PROBLEM DETAILS: The entries below are to be repeated exactly as they stand.

DATA SHOWN:
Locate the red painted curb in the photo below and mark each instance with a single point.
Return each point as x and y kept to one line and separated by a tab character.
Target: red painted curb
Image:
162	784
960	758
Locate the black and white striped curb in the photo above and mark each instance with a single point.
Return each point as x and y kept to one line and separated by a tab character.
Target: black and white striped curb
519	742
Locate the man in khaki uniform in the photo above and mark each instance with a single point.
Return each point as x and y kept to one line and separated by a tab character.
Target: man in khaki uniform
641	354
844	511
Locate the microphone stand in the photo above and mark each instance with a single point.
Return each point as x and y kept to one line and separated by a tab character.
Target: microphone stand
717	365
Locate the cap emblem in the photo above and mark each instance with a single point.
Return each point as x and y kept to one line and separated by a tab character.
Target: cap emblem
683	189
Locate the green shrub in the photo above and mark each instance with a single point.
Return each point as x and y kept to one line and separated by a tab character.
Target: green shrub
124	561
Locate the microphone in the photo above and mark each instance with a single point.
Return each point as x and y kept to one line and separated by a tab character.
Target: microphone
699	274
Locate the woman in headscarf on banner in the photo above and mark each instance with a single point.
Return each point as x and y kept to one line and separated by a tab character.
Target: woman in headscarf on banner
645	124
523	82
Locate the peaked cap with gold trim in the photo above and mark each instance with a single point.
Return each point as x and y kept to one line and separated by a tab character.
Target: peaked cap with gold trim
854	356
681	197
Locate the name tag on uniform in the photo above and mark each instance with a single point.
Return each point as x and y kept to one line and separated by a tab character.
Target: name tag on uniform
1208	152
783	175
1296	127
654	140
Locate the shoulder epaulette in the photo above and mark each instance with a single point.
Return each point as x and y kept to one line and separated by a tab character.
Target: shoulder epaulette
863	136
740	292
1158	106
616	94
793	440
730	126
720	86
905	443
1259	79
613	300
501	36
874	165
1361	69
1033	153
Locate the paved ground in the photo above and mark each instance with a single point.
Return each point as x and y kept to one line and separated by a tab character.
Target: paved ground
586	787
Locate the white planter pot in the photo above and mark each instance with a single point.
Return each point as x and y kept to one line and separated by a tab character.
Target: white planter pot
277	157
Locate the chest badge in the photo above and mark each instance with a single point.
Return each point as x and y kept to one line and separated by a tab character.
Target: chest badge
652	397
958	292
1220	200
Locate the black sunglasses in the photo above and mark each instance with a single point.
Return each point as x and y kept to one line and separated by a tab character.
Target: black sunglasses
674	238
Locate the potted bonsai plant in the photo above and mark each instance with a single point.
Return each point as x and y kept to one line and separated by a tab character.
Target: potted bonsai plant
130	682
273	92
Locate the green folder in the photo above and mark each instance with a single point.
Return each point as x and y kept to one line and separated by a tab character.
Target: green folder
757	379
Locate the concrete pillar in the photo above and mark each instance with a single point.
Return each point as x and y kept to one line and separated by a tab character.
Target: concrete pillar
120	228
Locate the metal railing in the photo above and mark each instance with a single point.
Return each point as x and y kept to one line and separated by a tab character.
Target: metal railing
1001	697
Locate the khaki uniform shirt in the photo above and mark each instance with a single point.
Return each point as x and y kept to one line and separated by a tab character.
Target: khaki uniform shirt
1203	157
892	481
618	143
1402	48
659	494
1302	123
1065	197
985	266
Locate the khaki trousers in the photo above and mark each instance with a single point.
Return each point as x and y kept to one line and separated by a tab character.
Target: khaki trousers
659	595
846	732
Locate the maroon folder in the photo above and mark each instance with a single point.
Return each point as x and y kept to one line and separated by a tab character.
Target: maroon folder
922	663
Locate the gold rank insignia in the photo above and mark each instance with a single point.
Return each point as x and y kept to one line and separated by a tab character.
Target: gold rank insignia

COMPLETED TASK:
Locate the red painted curb in the photo below and mark each instance with a single point.
Return each point as x and y kept to one line and separated by a tab character.
Target: red painted curb
Image:
162	784
960	758
Locate the black and white striped curb in the photo above and mark each instance with a single point.
Return each point as x and y kept to one line and separated by a tab character.
Target: black and white striped curb
519	742
Locate the man in khaki uniform in the photo above and mark each instance with a single point.
Return each point as x and y kept to one line and separated by a tab character.
Target: man in khaki uniform
641	354
844	511
Locate the microphone stand in the photo above and mark each instance with a single point.
Return each point as x and y kept to one line and separated by a tab character.
Target: microphone stand
717	365
Locate the cap emblem in the photo above and mark each instance with a single point.
Return each point as x and y kept to one line and separated by a tab character.
Target: cap emblem
683	189
Locate the green shrub in the photo above and mark each instance with a single point.
Return each point as x and y kept to one line and separated by a tab character.
Target: green shrub
124	561
Locate the microphone in the photo above and mark each instance with a single point.
Return each point as x and y kept to one line and separated by a tab character.
Target: microphone
699	274
Locate the woman in headscarf on banner in the photo above and mark each instance with a single point.
Return each point as x and y kept to one line and separated by a tab character.
Target: woman in headscarf on banner
645	124
523	82
Locate the peaked cap with gold trim in the photo above and mark each instance with a single point.
Return each point as x and y kept to one line and separated by a tab character.
Target: peaked cap with gold trim
854	356
681	197
Locate the name tag on uniform in the photo above and mark each instance with a single point.
Return each point as x and y kept to one line and separated by a tab character.
Target: name tag on uniform
1208	152
783	175
1296	127
654	140
Locate the shoulder epaulette in the photo above and mark each instance with a single point.
Return each point as x and y kept to one line and separated by a tab character.
Target: shoulder epaulette
863	136
740	292
1158	106
616	94
793	440
730	126
720	86
905	443
1259	79
613	300
501	36
874	165
1361	69
1033	153
Locate the paved ground in the photo above and mark each instance with a single point.
Return each point as x and y kept to one line and separated by a tab character.
Target: paved ground
586	787
Locate the white planter pot in the photo above and mark each instance with a single point.
Return each point as x and y kept to one line and separated by a tab character.
Target: white planter pot
277	157
Locate the chest badge in the photo above and mark each instance with a single point.
Return each point as x and y kept to one line and separated by a tab character.
Target: chest badge
652	397
958	292
1220	200
Locate the black sunglasses in the photo above and mark each instance with a single point.
Return each point as x and y kept to one line and separated by a tab character.
Target: black sunglasses
674	238
Locate the potted bonsai plant in the photo above and mark each instance with a single point.
Return each point as x and y kept to one line and separated by a tab character.
Target: potted bonsai plant
130	682
273	92
Locate the green folder in the photo above and mark each instance with a single point.
Return each point as x and y kept to one line and separated by a tab character.
Target: green folder
757	379
Locate the concrete pillar in the photo above and mark each instance with a single point.
Return each point as x and y kept to one line and separated by a tab character.
Target: concrete pillar
120	228
Locate the metal railing in the photo above and mark each instance with a single point.
Return each point as x and y kept to one line and separated by a tab character.
Target: metal railing
1001	697
Locate the khaki uniform shirt in the photo above and mark each instance with a single point.
Return each point as x and y kept to one line and separated by a tab character.
Target: khaki uniform shirt
1203	157
892	481
618	143
1402	48
659	494
1302	123
1065	197
985	266
Locate the khaki trousers in the photo above and mark each instance with a single point.
Return each point as x and y kept to one line and separated by a tab character.
Target: khaki trousers
659	595
846	732
Locate the maroon folder in the photo above and mark each instance with a single point.
Return each point as x and y kept to one line and separated by a tab character.
Target: maroon folder
922	663
Locate the gold rank insignia in the photo above and mark each instance with a single point.
Return each point as x and y kept to one line and separated by a tab character.
Target: gold rank insignia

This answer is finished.